** start of AVAILABLE DATA **

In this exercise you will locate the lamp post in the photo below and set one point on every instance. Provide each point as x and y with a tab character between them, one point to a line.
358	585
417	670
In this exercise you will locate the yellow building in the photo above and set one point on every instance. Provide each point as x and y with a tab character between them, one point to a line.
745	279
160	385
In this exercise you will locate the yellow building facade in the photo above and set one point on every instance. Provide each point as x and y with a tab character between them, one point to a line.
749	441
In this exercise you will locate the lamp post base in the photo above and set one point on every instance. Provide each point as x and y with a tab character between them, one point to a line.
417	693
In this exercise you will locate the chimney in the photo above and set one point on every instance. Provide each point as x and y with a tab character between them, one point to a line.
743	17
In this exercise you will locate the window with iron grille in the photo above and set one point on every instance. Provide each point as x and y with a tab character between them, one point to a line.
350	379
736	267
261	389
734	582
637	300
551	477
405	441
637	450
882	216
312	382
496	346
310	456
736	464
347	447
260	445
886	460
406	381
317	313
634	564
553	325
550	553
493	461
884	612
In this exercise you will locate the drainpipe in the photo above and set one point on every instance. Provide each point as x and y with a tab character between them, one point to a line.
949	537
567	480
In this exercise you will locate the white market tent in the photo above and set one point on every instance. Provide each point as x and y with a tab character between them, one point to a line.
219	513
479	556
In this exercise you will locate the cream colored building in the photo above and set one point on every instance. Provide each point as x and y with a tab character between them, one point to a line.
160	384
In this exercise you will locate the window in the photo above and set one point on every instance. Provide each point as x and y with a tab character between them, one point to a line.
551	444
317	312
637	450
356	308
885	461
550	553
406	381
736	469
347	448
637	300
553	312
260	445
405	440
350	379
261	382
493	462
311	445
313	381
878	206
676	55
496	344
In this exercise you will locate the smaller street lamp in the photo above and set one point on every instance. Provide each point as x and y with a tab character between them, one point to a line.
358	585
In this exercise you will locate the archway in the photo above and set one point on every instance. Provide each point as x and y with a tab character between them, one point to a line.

** end of AVAILABLE DATA **

GIVEN EXERCISE.
Copy the data above in full, character for character.

WRITTEN SOLUTION.
In this exercise you will locate the lamp post in the photo below and set one point on every instance. Provide each point as x and y with a tab character between them, one point to a line.
358	585
417	670
In this exercise you will locate the yellow building in the photo above and set one point on every instance. Provide each point as x and y with a tab character between them, one point to a line.
745	279
160	385
In this exercise you will locate the yellow building facade in the photo above and set one point on every instance. Provide each point as x and y with a tab character between them, one point to a line.
749	441
In this exercise you will locate the lamp post base in the photo above and set one point on every instance. Provide each point as x and y with a tab character between them, one point to a line.
417	693
In this exercise you will locate the chimney in the photo above and set one point on every instance. Provide each point as x and y with a tab character between them, one point to a line.
743	17
In this exercise you will locate the window with iron grille in the photo above and set one point on every instance. Provide each point as x and y with a tab character between them, one point to a line.
350	379
736	267
261	389
734	582
637	300
551	477
405	441
637	450
882	216
312	382
496	346
310	456
736	464
347	447
260	445
886	460
406	381
317	313
634	564
553	325
550	553
493	461
884	612
In this exercise you will locate the drainpipe in the photo above and set one point on every instance. Provide each point as x and y with a tab character between them, one point to a line.
949	537
567	480
In this exercise you will locate the white market tent in the photo above and set one point on every instance. Provide each point as x and y with a tab character between them, one point to a line.
219	513
479	556
In this exercise you will locate the cream colored building in the photo above and set one point on every instance. Provide each point as x and y with a tab character between them, one point to a line.
160	384
In this exercise you will locate the window in the photo above and set one point on every instance. Provide each point as x and y with a tab character between them, one point to a line.
551	444
317	312
637	450
356	308
885	461
550	553
406	381
736	469
347	448
637	300
553	312
260	445
405	440
350	379
261	382
493	462
311	445
313	381
878	206
676	55
496	344
In this exercise you will locate the smaller street lamp in the photo above and set one point on every instance. Provide each point as x and y with a tab character between them, one point to a line.
358	585
In this exercise you will locate the archway in the photo above and set one point on every instance. Provide each point as x and y with a tab character between them, one point to a line.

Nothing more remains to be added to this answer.